-- begin READING TEXT --

1. The time for action is now 

“Our planet is in crisis,” said President Ali Bongo Ondimba. Nature and biodiversity are in serious decline.  We are living in the Anthropocene, where human activity is now the dominant influence on climate and the environment.  Man has become the major force of nature, and we can either be a force for good or peril. “Forests potentially represent 20-30 percent of the solution to climate change," said Gabon's Environment Minister Lee White.   “The rains generated by the Congo Basin Forest fall on the Ethiopian highlands, flow to the Nile and irrigate Egyptian farmlands.  Lose it and we lose the fight against climate change and create millions of climate refugees.  Let’s start walking the walk and take concrete action.” 

2.Academics Apply (please)

We need a Manhattan Project - type investment to better understand the forests. We need better data to understand what is changing, and more scientists to advance research and scientific knowledge on the ecological and monetary value of rainforests in our local and regional contexts. We need to invest in and train the next generation of local, national and regionally-based African scientists capable of doing rigorous research to inform the narrative and scientific messaging coming from the region. We also need an overarching coherent plan for the Congo Basin region to see what is changing. Otherwise, we are flying bind. To that end, the Republic of Congo is planning to host a "Summit of the Three Basins" in June 2023 to increase awareness of forests as a global public good and for increased regional cooperation. 


3. Making the Forest Pay

The Republic of Congo, Equatorial Guinea, and Gabon are High Forest cover, Low Deforestation (HFLD) countries with extensive, ecologically intact forests and low historical rates of deforestation.  In fact, 90% of Equatorial Guinea’s total land mass is covered by forest.  Gabon is 88% covered by forest with 90M tons of REDD+ certified high integrity, high value “gourmet” carbon credit.  It also absorbs 140M tons of carbon annually.  Carbon credits and biodiversity certificates can be effective tools against climate change and are a potentially significant source of revenue for our countries, as we transition from brown (oil) to green economies.  However, inherent inequities in the present climate finance architecture create a perverse form of incentives that seems to reward repented polluters, while exemplary countries such as ours are inadequately compensated.  The carbon market is rife with mistrust and volatile pricing.  The voluntary carbon market will never get to scale and currently ranges from $3-5/ton of CO2 -- while a more realistic price is in the $30-50/ton range.  Moreover, companies looking to offset their greenhouse gas emissions are veritably buying a ‘right to pollute,’ opening countries such as Gabon to greenwashing criticism.  “We need to create positive incentives for innovative financing knowing that it will never be perfect.  We must learn by doing,” urged Minister Lee White.  To make an omelet, one needs to crack some eggs.  Being first takes courage, and it is controversial before it becomes the new normal.

-- end READING TEXT --
-- begin GIVEN DATA --

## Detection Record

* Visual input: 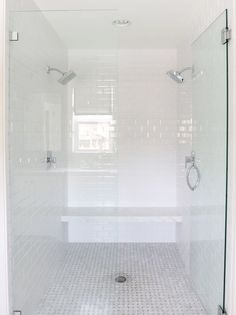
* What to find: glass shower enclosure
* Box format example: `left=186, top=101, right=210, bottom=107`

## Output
left=8, top=4, right=228, bottom=315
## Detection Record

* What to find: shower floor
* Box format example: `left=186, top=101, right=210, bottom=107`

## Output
left=37, top=243, right=206, bottom=315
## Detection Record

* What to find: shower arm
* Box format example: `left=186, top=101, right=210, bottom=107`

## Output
left=179, top=67, right=193, bottom=74
left=47, top=66, right=66, bottom=75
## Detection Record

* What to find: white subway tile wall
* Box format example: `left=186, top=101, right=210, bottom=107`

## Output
left=68, top=50, right=177, bottom=208
left=8, top=8, right=67, bottom=315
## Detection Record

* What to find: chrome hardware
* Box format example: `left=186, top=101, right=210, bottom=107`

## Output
left=185, top=151, right=196, bottom=168
left=46, top=151, right=57, bottom=166
left=185, top=151, right=201, bottom=191
left=221, top=27, right=232, bottom=45
left=218, top=306, right=227, bottom=315
left=9, top=31, right=19, bottom=42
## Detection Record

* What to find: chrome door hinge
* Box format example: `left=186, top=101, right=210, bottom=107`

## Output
left=218, top=306, right=227, bottom=315
left=221, top=27, right=232, bottom=45
left=9, top=31, right=19, bottom=42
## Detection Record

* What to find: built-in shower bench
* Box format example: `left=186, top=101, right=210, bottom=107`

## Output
left=62, top=207, right=182, bottom=243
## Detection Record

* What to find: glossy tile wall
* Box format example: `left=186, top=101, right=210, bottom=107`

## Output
left=8, top=5, right=67, bottom=315
left=176, top=46, right=192, bottom=272
left=68, top=50, right=177, bottom=211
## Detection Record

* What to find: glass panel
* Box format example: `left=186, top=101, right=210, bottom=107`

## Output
left=9, top=10, right=118, bottom=315
left=190, top=12, right=228, bottom=315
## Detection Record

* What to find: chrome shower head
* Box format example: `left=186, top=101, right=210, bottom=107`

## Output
left=47, top=66, right=76, bottom=85
left=167, top=67, right=193, bottom=84
left=167, top=70, right=184, bottom=84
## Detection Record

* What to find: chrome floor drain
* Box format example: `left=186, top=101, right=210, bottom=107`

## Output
left=115, top=276, right=127, bottom=283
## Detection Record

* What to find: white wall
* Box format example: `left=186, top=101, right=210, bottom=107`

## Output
left=8, top=4, right=67, bottom=315
left=68, top=50, right=177, bottom=211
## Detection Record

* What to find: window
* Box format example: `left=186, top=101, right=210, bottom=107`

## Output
left=72, top=115, right=113, bottom=153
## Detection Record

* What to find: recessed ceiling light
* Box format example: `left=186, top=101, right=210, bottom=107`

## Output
left=112, top=19, right=131, bottom=27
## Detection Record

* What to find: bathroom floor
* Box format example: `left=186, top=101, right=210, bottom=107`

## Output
left=37, top=243, right=206, bottom=315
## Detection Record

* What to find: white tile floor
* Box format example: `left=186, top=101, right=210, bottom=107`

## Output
left=37, top=243, right=206, bottom=315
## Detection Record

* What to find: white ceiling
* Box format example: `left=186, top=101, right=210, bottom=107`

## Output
left=31, top=0, right=197, bottom=49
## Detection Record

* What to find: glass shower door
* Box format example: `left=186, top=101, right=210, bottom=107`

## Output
left=192, top=11, right=228, bottom=315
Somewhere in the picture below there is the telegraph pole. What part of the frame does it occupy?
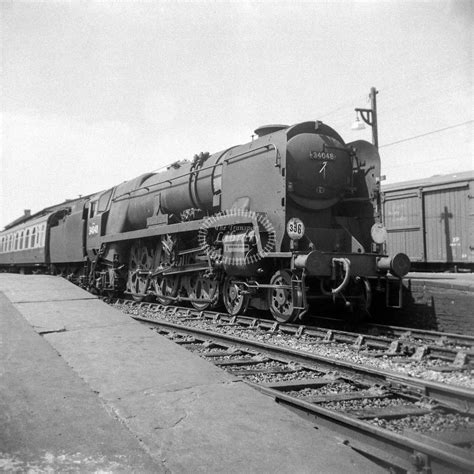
[355,87,379,148]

-- end GIVEN DATA --

— PROBLEM SET —
A) Answer these questions using the text on Congo Basin forests:
(i) What share of Equatorial Guinea's total land mass is covered by forest?
(ii) In what month and year does the Republic of Congo plan to host the "Summit of the Three Basins"?
(iii) What position does Lee White hold?
B) In the Congo Basin forest text, swap "Manhattan Project" for "Apollo Program" and write out the passage between "2.Academics Apply (please)" and "increased regional cooperation.", inclusive.
C) Write the next part of the text on Congo Basin forests, starting after its final sentence.
The records are separate from the text and have no connection to it.

— RESULTS OF THE TASKS —
A)
(i) 90%
(ii) June 2023
(iii) Gabon's Environment Minister

B)
2.Academics Apply (please)

We need a Apollo Program - type investment to better understand the forests. We need better data to understand what is changing, and more scientists to advance research and scientific knowledge on the ecological and monetary value of rainforests in our local and regional contexts. We need to invest in and train the next generation of local, national and regionally-based African scientists capable of doing rigorous research to inform the narrative and scientific messaging coming from the region. We also need an overarching coherent plan for the Congo Basin region to see what is changing. Otherwise, we are flying bind. To that end, the Republic of Congo is planning to host a "Summit of the Three Basins" in June 2023 to increase awareness of forests as a global public good and for increased regional cooperation.

C)
4.Indigenous CEOs Needed

Indigenous lands make up 20% of the planet's territory, containing 80% of the world's remaining biodiversity- a sign indigenous people are the most effective stewards of the environment with vast local knowledge of the forest while living in harmony with nature. They are the CEOs (chief ecological officers) of the forest who have practiced sustainability for centuries. We must learn from and respect their role in the conservation and sustainable management of the forests. Indigenous communities need to be part of the conversation and at the decision-making table. 

5. The Little Engines That Could

HFLD countries such as the Republic of Congo, Equatorial Guinea, and Gabon are carrying the load for others, as our carbon footprint is negligible. The developed world looks at carbon markets differently than us, and there is a divide between the Global North and the Global South.  The reality is, neither side can solve climate change, the loss of biodiversity, and value pricing on its own and as such, we need to collaborate.  The onus is on us to take the initiative, to do things differently, and to define our understanding of the carbon markets (and prevail).  It is time to take our own destiny into our hands and chart a better and more equitable way forward.  

The authors are UNDP Resident Representatives in Equatorial Guinea, the Republic of Congo, and Gabon respectively.